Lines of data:
☆ ☆ ☆ ☆ ☆ ☆ ☆
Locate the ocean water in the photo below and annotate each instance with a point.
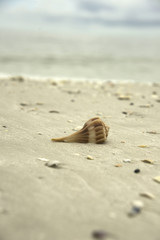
(120, 55)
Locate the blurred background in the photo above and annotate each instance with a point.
(81, 39)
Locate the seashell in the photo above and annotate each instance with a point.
(93, 131)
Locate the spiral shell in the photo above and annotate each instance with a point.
(93, 131)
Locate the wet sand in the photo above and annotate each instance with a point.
(81, 196)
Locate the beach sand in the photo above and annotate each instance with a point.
(81, 196)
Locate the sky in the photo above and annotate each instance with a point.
(81, 12)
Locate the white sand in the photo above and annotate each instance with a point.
(69, 203)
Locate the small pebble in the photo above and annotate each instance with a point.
(76, 154)
(124, 97)
(143, 146)
(147, 195)
(77, 128)
(137, 170)
(53, 111)
(157, 179)
(127, 160)
(118, 165)
(145, 106)
(99, 234)
(43, 159)
(53, 164)
(24, 104)
(90, 157)
(136, 208)
(70, 121)
(148, 161)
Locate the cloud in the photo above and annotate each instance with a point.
(101, 12)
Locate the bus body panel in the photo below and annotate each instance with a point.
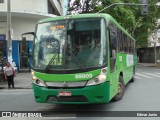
☆ ☆ ☆ ☆ ☆ ☆ ☆
Written problem:
Output the records above as a numbered list, one line per item and no blank lines. Leave the pictures out.

Exercise output:
1. Locate the ocean water in the photo below and annotate each instance with a point.
2. (120, 55)
3. Locate the blurred background in the photo above and annotate each instance with a point.
4. (81, 39)
5. Locate the seashell in the photo above and annotate each instance with a point.
6. (93, 131)
7. Locate the spiral shell in the photo above and annotate each instance with a point.
8. (93, 131)
9. Locate the wet sand in the photo above and annotate each instance with a point.
10. (81, 196)
11. Locate the beach sand in the photo above and annotate each instance with a point.
12. (81, 196)
13. Locate the sky in the photo above and annotate each instance with a point.
14. (81, 12)
15. Locate the white sand in the photo above and annotate each instance with a point.
16. (69, 203)
17. Locate the small pebble in the photo above and annotate each instance with a point.
18. (76, 154)
19. (124, 97)
20. (143, 146)
21. (147, 195)
22. (77, 128)
23. (137, 170)
24. (53, 111)
25. (157, 179)
26. (127, 160)
27. (118, 165)
28. (145, 106)
29. (99, 234)
30. (43, 159)
31. (53, 164)
32. (24, 104)
33. (90, 157)
34. (136, 208)
35. (70, 121)
36. (148, 161)
37. Locate the cloud in the photo above and annotate each instance with a point.
38. (101, 12)
39. Locate the bus body panel in the photo below and annotate each instance with a point.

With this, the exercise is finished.